**WHAT YOU ARE ASKED TO DO**:
Reproduce verbatim only the lines from the one containing "For the mapping pass, tag each instance of the green tree" through the last line below, both included.

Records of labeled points
▶
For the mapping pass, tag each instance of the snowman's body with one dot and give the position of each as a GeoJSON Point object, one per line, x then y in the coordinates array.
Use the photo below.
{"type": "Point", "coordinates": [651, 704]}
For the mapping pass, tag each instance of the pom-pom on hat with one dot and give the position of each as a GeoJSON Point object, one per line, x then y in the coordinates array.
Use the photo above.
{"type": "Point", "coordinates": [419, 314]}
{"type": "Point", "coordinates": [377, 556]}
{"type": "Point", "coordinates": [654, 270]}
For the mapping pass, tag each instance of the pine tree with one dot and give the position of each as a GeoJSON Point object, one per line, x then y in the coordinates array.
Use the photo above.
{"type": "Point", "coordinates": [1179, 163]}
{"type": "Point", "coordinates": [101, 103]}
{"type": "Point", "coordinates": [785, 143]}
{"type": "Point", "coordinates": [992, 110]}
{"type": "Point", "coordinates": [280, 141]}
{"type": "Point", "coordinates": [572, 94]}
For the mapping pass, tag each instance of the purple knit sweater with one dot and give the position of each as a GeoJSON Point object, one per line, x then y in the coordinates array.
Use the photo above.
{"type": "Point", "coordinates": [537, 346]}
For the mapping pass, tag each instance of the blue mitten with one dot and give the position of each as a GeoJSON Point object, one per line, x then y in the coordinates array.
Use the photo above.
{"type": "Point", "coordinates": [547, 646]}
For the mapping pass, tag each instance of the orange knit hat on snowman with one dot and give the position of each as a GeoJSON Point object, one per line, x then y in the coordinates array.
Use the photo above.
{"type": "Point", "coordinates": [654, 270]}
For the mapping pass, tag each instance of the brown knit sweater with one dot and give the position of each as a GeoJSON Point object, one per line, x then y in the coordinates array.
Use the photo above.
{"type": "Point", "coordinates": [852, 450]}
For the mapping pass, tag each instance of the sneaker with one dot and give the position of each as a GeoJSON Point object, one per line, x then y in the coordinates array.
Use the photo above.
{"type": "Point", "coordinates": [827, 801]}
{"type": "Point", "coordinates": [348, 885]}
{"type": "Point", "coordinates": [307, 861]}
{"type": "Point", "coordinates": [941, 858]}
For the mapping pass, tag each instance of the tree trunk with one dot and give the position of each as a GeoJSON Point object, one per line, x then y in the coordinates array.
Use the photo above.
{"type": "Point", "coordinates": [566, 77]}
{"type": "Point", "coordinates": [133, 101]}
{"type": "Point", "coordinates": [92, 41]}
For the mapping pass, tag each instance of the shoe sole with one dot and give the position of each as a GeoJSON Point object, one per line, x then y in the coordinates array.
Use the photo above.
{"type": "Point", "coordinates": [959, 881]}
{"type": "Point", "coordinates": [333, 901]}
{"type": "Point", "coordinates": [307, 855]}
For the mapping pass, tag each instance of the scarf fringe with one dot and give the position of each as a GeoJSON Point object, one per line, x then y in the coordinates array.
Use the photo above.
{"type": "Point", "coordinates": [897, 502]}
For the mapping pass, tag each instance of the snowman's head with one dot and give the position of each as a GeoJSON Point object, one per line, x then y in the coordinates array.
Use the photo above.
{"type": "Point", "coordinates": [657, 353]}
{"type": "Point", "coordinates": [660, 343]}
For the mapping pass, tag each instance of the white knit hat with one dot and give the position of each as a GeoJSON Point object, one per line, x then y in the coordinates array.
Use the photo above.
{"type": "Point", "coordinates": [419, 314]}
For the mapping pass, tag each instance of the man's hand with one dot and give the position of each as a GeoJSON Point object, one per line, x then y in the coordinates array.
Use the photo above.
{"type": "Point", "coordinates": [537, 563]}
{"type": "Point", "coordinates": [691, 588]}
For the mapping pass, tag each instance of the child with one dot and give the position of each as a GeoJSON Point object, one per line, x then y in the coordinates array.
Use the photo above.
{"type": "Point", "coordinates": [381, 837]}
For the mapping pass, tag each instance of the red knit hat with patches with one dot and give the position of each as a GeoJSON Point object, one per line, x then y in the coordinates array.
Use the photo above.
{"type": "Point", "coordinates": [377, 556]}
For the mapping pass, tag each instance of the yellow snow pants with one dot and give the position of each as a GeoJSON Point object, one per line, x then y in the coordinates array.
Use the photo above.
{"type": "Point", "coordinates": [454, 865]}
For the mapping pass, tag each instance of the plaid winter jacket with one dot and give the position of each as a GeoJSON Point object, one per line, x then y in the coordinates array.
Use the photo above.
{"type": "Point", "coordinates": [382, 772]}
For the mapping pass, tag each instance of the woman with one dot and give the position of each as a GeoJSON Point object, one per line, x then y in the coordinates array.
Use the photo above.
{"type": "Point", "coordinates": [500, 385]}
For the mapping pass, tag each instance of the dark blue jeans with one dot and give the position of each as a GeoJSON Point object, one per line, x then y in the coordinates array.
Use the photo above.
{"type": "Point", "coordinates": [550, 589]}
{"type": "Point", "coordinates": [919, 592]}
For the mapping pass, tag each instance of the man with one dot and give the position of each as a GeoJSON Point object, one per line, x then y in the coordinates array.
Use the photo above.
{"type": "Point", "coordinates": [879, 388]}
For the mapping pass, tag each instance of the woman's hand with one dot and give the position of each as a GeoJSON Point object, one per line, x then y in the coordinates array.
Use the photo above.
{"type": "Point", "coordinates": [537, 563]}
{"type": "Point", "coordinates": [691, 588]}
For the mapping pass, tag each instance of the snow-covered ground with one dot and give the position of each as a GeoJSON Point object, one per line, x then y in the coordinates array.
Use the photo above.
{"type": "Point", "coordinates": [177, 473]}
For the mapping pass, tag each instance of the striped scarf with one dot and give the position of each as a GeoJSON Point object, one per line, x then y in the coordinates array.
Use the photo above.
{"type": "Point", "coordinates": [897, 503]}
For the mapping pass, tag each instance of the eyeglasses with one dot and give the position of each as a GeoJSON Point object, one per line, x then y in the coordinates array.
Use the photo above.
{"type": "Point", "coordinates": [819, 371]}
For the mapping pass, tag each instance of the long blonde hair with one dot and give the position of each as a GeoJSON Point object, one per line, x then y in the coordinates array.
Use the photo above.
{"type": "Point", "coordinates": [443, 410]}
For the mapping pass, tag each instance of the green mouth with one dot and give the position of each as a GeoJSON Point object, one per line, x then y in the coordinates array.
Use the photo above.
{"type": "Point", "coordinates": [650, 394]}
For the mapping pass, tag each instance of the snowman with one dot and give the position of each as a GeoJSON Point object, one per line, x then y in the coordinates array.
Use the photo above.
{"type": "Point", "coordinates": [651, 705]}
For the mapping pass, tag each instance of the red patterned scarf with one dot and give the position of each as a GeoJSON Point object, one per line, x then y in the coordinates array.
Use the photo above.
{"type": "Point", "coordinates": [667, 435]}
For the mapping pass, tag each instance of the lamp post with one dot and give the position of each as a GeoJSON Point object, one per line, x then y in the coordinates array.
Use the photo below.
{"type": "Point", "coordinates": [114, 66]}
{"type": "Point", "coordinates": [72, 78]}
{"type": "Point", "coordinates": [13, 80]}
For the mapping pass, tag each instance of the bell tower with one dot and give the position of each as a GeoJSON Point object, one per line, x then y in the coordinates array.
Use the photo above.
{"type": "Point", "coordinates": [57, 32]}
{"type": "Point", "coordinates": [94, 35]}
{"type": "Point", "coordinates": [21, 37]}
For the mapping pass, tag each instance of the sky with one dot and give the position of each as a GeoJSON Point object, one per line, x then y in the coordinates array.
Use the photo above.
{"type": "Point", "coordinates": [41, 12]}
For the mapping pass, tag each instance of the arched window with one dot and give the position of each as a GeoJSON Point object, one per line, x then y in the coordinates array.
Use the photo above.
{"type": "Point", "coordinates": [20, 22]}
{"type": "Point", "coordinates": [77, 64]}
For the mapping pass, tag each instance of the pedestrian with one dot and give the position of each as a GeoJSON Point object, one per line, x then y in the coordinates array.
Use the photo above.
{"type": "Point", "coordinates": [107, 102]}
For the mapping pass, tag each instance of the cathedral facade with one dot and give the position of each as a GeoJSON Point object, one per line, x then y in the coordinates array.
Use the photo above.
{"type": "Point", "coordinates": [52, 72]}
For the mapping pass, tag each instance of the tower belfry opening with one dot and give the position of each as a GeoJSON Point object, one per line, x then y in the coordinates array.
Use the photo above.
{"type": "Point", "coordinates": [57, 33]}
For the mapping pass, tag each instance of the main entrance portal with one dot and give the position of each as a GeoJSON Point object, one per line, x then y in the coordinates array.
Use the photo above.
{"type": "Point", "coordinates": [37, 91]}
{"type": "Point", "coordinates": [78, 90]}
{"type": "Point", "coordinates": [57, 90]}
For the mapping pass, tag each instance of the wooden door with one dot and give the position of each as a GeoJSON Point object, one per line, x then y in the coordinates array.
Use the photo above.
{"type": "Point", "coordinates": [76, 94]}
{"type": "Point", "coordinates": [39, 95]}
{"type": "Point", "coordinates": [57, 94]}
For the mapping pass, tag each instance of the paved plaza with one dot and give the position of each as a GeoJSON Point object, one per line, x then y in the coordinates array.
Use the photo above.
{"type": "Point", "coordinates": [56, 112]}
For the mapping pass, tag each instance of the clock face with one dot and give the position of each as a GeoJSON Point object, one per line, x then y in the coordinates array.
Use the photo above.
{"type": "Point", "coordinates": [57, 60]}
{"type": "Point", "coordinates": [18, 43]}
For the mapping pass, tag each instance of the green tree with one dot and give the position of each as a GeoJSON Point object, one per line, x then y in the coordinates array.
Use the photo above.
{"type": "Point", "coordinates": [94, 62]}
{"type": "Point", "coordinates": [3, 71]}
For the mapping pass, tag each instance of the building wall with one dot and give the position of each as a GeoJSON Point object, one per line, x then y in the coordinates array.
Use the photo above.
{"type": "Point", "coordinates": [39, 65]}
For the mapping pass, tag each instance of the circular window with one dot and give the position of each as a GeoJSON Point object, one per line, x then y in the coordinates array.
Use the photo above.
◀
**ANSWER TO THIS TASK**:
For the mapping pass, tag each instance of the green tree with one dot and give the position of each as a GeoJSON Point object, one per line, x then y in the coordinates array.
Use the photo above.
{"type": "Point", "coordinates": [94, 62]}
{"type": "Point", "coordinates": [3, 71]}
For the mapping pass, tag each instance of the building wall with one dot and give the position of each as a GeoJSON Point object, one per line, x then y in the coordinates array.
Use the photo above.
{"type": "Point", "coordinates": [39, 65]}
For the mapping pass, tag each instance of the circular window with one dot and give the position of each as a GeoJSON Point object, one per line, x then y in the coordinates array.
Use the photo above.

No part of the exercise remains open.